→ **Data for review**

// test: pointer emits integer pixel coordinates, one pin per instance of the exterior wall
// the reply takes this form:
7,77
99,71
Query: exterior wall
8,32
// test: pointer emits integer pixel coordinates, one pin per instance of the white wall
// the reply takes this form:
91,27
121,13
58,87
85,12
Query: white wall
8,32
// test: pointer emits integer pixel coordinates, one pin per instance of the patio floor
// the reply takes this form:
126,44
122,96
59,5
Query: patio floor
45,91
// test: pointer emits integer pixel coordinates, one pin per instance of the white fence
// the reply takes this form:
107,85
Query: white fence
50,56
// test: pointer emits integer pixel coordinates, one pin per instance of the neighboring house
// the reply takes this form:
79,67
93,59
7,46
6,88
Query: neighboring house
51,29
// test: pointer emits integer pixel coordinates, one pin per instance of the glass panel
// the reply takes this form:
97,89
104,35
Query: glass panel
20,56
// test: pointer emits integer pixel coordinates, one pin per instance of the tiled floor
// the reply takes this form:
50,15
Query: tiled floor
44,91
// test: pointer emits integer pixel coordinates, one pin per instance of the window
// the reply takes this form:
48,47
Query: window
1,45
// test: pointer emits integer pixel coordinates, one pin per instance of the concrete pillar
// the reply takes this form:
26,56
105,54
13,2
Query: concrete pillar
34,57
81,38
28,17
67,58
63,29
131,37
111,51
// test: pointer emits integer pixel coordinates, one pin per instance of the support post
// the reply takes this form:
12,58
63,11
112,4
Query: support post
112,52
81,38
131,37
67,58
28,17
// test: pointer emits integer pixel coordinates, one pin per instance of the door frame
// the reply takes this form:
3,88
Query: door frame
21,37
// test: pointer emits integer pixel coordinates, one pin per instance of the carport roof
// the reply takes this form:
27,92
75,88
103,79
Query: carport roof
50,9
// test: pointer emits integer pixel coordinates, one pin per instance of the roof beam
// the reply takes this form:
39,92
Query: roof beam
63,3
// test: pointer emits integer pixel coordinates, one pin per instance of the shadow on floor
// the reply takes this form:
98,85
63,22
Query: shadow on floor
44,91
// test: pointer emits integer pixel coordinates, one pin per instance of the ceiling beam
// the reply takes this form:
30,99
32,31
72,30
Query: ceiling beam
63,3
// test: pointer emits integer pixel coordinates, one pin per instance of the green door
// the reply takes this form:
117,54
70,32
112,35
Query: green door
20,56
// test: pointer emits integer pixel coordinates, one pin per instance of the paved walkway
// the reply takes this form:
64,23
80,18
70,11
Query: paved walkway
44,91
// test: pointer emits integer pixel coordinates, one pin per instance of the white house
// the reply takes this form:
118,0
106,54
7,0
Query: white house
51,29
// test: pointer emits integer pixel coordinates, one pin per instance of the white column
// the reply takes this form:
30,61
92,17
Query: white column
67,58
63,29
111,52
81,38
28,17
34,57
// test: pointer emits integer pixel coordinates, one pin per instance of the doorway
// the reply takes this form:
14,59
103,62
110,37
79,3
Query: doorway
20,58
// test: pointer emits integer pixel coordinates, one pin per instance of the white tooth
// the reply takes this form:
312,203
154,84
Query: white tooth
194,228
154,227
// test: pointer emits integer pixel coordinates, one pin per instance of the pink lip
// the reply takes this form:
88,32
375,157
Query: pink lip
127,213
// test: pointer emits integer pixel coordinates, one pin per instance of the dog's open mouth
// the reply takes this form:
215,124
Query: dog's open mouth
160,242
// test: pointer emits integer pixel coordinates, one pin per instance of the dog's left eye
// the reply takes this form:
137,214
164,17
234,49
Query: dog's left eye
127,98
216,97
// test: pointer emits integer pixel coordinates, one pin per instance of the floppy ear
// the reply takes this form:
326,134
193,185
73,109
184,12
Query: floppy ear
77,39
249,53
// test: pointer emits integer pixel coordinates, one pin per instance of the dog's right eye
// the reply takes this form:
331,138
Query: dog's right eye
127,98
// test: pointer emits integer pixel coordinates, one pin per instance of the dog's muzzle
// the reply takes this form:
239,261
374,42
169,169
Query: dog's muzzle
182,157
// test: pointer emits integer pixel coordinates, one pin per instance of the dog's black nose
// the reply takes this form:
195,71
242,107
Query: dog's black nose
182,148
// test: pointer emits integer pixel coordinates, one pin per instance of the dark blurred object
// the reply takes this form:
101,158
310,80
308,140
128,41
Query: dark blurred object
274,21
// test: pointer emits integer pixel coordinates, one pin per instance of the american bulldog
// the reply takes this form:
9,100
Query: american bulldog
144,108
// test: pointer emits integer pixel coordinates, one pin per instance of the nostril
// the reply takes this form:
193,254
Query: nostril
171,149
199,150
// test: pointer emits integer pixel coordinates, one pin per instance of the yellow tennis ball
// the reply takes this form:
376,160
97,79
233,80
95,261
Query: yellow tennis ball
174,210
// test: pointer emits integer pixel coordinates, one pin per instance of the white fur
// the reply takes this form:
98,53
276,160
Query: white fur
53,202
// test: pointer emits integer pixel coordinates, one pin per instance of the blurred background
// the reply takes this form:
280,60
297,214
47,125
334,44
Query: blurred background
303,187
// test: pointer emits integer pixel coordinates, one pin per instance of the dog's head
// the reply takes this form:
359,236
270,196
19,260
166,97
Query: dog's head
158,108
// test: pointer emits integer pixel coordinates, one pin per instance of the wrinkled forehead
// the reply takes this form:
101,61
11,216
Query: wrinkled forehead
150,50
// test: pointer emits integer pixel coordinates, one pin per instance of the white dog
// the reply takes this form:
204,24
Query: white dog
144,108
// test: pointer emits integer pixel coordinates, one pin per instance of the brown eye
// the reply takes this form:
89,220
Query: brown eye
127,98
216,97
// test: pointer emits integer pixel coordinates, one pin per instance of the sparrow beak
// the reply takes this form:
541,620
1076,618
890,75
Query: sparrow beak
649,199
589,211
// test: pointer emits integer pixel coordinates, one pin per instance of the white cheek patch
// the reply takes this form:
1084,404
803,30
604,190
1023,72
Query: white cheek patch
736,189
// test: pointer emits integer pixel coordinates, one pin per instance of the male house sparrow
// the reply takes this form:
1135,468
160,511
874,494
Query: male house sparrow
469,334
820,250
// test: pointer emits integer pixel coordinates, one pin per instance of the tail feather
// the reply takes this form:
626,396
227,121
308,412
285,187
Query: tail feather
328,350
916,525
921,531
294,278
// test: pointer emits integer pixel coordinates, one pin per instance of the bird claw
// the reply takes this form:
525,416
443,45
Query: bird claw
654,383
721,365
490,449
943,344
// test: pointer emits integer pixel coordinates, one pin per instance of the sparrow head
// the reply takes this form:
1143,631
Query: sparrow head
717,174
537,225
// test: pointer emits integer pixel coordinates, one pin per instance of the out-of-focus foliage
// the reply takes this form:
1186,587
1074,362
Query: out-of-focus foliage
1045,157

→ **Try it**
Repeat all of the data exactly. Include every line.

→ **Solution to this task**
// test: pointer emits integer pixel coordinates, one pin per instance of the exterior wall
// the reply takes this form:
7,77
99,71
Query: exterior wall
8,32
// test: pointer emits integer pixel coordinates, one pin per instance of the white wall
// the reply takes this form:
91,27
121,13
58,87
85,12
Query: white wall
8,32
// test: pointer emits integer pixel coordinates, one pin per instance of the patio floor
// the reply takes this form:
126,44
122,96
59,5
Query: patio floor
45,91
// test: pointer emits integer pixel coordinates, one pin per instance of the white fence
// the reply takes this form:
107,85
Query: white fence
50,56
// test: pointer emits integer pixel coordinates, one pin per instance of the neighboring house
// the reply takes this form:
79,67
93,59
7,46
6,88
Query: neighboring house
51,29
// test: pointer emits integer pixel coordinates, one pin per instance of the glass panel
// the reply takes this form:
97,89
104,35
Query: glass panel
20,56
// test: pointer emits integer pixel coordinates, one pin per instance of the tiled floor
// the reply takes this form:
50,15
Query: tiled floor
44,91
// test: pointer emits integer pixel coordinates, one pin per instance of the window
// the reply takes this form:
48,47
Query: window
1,45
// test: pointer emits integer pixel coordinates, one pin per instance of the concrete pillar
// the reply takes this form:
26,56
105,54
13,2
Query: concrete pillar
34,57
81,38
28,17
67,58
63,29
131,37
111,51
// test: pointer emits integer pixel coordinates, one pin per instance of the support post
// the reply takes this form:
12,58
63,11
112,4
Query: support post
112,52
81,38
131,37
67,58
28,17
// test: pointer emits integer pixel coordinates, one pin per instance of the door frame
// the reply takes this form:
3,88
Query: door frame
21,37
// test: pointer emits integer pixel coordinates, one pin per instance of the carport roof
// the reply takes this form:
27,92
75,88
103,79
Query: carport roof
50,9
// test: pointer emits integer pixel coordinates, one pin per instance of the roof beam
// the reply takes this form:
39,92
Query: roof beam
63,3
// test: pointer emits integer pixel coordinates, one pin per instance of the shadow on floor
// the reply takes this form:
98,85
63,22
Query: shadow on floor
44,91
// test: pointer emits integer pixel coordinates, one pin per instance of the ceiling beam
// the reply takes this form:
30,99
32,31
72,30
Query: ceiling beam
63,3
// test: pointer emits integer pixel coordinates, one pin per instance of the green door
// the reply takes this form:
117,54
70,32
112,35
Query: green door
20,56
// test: pointer emits integer pixel coordinates, one pin per instance of the paved walkway
// the reply takes this form:
64,23
80,18
70,11
Query: paved walkway
44,91
// test: pointer emits integer pixel coordinates, one pin per instance of the white house
// the reply takes this form:
118,0
106,54
7,0
Query: white house
51,29
// test: pointer emits integer pixel coordinates, one pin per instance of the white column
// the reply takes this form:
30,61
92,17
Query: white column
67,58
63,29
111,52
81,38
28,17
34,57
// test: pointer emits integer pixel coordinates, one pin per instance of the doorway
// the reply takes this form:
14,59
103,62
110,37
79,3
Query: doorway
20,58
// test: pointer emits integer pixel coordinates, one pin per instance of the white tooth
// the reply takes this form:
312,203
154,84
Query: white tooth
194,228
154,227
// test: pointer emits integer pixel coordinates, one pin per instance of the pink lip
// the reply takes this form:
88,32
375,157
Query: pink lip
127,213
// test: pointer emits integer pixel coordinates, one pin per instance of the dog's open mouth
// the reply takes this form:
215,124
Query: dog's open mouth
160,242
// test: pointer emits integer pixel coordinates, one pin per instance of the dog's left eye
// the reply takes this form:
137,214
164,17
234,49
Query: dog's left eye
127,98
216,97
// test: pointer emits integer pixel coordinates, one pin per instance of the floppy ear
// the reply takes this form:
326,134
193,185
73,109
184,12
Query: floppy ear
77,39
249,53
// test: pointer emits integer pixel coordinates, one pin per instance of the dog's right eye
// the reply takes this form:
331,138
Query: dog's right eye
127,98
// test: pointer emits integer pixel coordinates, one pin per instance of the dog's muzzle
// the reply takes this form:
239,261
374,42
169,169
Query: dog's muzzle
182,157
// test: pointer emits integer pixel coordinates, one pin per instance of the dog's black nose
// the reply takes this form:
195,71
242,107
Query: dog's black nose
182,148
// test: pointer emits integer pixel coordinates, one pin per instance of the dark blurred object
// the reply takes this form:
101,158
310,80
308,140
128,41
Query: dark blurred object
274,21
// test: pointer emits integer pixel coordinates, one pin per instance of the american bulldog
// the reply takes this form:
9,100
Query: american bulldog
144,108
// test: pointer emits integer pixel coordinates, one pin per instance of the nostril
// the reply takes this form:
193,254
Query: nostril
171,149
199,150
// test: pointer emits integer pixel coordinates, one pin per instance of the yellow tennis ball
// the reply takes this form:
376,160
97,79
233,80
95,261
Query: yellow tennis ball
174,210
// test: pointer emits integer pixel coordinates, one pin per instance of the white fur
// the reply takes this form:
98,53
276,160
Query: white fur
53,202
// test: pointer emits integer pixel coordinates, one pin per instance of the blurred background
// the reply takes this form:
280,60
297,214
47,125
334,44
Query: blurred background
303,187
// test: pointer emits integer pixel coordinates, one pin per instance of the dog's head
// the reply takes this form:
359,236
270,196
19,260
166,97
Query: dog's head
158,108
// test: pointer emits integer pixel coordinates, one pin per instance of the wrinkled forehead
// the reply takes this form:
101,61
11,216
Query: wrinkled forehead
150,50
// test: pointer emits integer pixel coordinates, one pin per instance of the white dog
// the reply takes this form:
204,24
Query: white dog
144,108
// test: pointer emits integer pixel coordinates, one pin per instance of the brown eye
// the reply takes this form:
89,220
Query: brown eye
127,98
216,97
// test: pointer emits integer pixel coordinates, one pin per instance of the sparrow beak
// the reply takes this form:
541,620
1076,618
890,75
Query: sparrow beak
649,199
589,211
// test: pointer emits integer pixel coordinates, one pin per instance of the white cheek patch
// the reply takes this form:
1084,404
803,30
604,190
1023,72
Query: white cheek patch
736,189
// test: pointer emits integer pixel coordinates, one pin per instance of the male house sparrow
// the reply takes this form:
1135,468
160,511
874,494
Query: male house sparrow
469,334
820,250
// test: pointer emits integer pixel coordinates, one pin per instance of the tail feather
// the reply takes this form:
626,396
227,121
308,412
285,187
Query: tail feather
328,350
916,525
921,531
294,278
// test: pointer emits integer pixel coordinates, one pin per instance of the bird claw
// the reply takes this form:
525,416
443,45
Query: bird claw
654,383
721,365
490,449
943,344
// test: pointer emits integer pixel coordinates, one pin per instance of the sparrow head
// the reply takes this form:
1143,631
Query: sparrow head
717,174
537,225
// test: pointer emits integer pixel coordinates, one pin per instance of the out-of-focus foliage
// the reply takes this form:
1186,587
1074,362
Query: out-of-focus foliage
1045,157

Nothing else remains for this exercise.